● **Liste des tâches**:
1. Condensez en quelques phrases le paragraphe de l'article sur Le Canard enchaîné qui commence par « Satirique, il l'est, pour sûr », en conservant ses faits principaux.
2. Traduisez en anglais cette phrase de l'article sur Le Canard enchaîné : « Comment expliquer cette insolente réussite judiciaire ? »
3. Reprenez l'article sur Le Canard enchaîné là où il s'arrête et rédigez-en la suite.

● **Texte cité**:
Depuis presque un siècle, Le Canard enchaîne les procès en dévoilant les secrets gardés de la République, sans jamais être condamné. Ou presque. Pourtant ses adversaires sont au sommet du pouvoir, ou jamais très éloignés. Comment expliquer cette insolente réussite judiciaire ? Son rédacteur en chef Louis-Marie Horeau et ses trois avocats réguliers nous racontent les coulisses de cet exploit.
PAR MALIKA MACLOUF
PORTRAITS PATRICE NORMAND / TEMPS MACHINE
Satirique, il l’est, pour sûr, et à en faire rire jaune plus d’un : depuis deux cents ans bientôt, Le Canard enchaîné excelle à provoquer angoisse et fébrilité. À susciter l’ire de tous bords par son application à déterrer des lièvres. Et à impulser un tremblement quasi irrépressible au sein des élites politiques et financières du pays, étreintes par l’attente : chacune des éditions de l’hebdomadaire, ou presque, regorge de dossiers que beaucoup préféreraient garder au secret. Des affaires anciennes ou récentes, certaines plus retentissantes que d’autres, mais toujours encombrantes, et dont l’étalage au grand jour a valu au journal de nombreuses poursuites. Mais les condamnations ont été si rares depuis sa naissance, en 1915, qu’on pourrait les dénombrer sur les doigts d’une seule main.

● **Extrait des données**:
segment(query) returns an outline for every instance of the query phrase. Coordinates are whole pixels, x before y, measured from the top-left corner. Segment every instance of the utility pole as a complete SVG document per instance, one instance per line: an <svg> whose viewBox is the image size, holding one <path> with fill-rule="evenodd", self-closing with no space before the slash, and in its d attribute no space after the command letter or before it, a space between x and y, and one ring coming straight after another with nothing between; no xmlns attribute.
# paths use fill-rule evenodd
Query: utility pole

● **Réponses par tâche**:
1. Le Canard enchaîné, journal satirique, inquiète les élites politiques et financières en révélant chaque semaine, ou presque, des affaires que beaucoup voudraient garder secrètes. Anciennes ou récentes, plus ou moins retentissantes, mais toujours gênantes, ces révélations lui ont valu de nombreuses poursuites. Pourtant, depuis sa création en 1915, ses condamnations se comptent sur les doigts d'une main.

2. How can this brazen legal success be explained?

3.
Ce n’est pourtant pas faute de faire usage de sa liberté de parole : Le Canard tire à vue, et sans distinction de bord politique, à en croire ses afficionados. « Si l’on pouvait compartimenter ce journal dans un camp, ce serait lui faire perdre toute légitimité », insiste l’un des quatre avocats réguliers du journal, l’élégant Maître Jean-Marc Fédida – coupe de cheveux impeccable, chemise brodée à ses initiales –, qui nous reçoit dans les bureaux chaleureux de son cabinet du chic VIIème arrondissement parisien. « Il est hors sol, fidèle à son seul devoir d’informer – il ne s’est jamais privé de critiquer les errements de Roland Dumas, son avocat pendant des années, ni d’avoir la dent dure contre Montebourg, qui le défendit également. » Henri Maler, coanimateur d’Acrimed, émet pour sa part quelques réserves quant au caractère absolu de ladite liberté en matière de choix éditoriaux : « Le Canard ne fait pas de l’investigation », avançait-il lors d’une conférence-débat organisée à Sciences Po en septembre 2012. « Il est plutôt passé maître en matière de révélations, sortant uniquement des dossiers qui lui sont confiés, pour des raisons politiques très diverses, par la police, la justice, les formations politiques. » Un ancien journaliste de la rédaction corrobore ces propos : « Jusqu’en 1970, c’était un journal purement satirique et ce n’est que sous de Gaulle qu’il a développé l’information et l’investigation, qu’il a longtemps été seul à pratiquer. Du reste, le “volatile” ne sort plus grand-chose aujourd’hui : son dernier grand coup remonte à l’affaire Michèle Alliot-Marie, en janvier 2011. Ses affaires ne sortent jamais gratuitement, mais uniquement parce que leur étalage au grand jour arrange quelqu’un. Il est évident que Le Canard reçoit des dossiers tous faits ! »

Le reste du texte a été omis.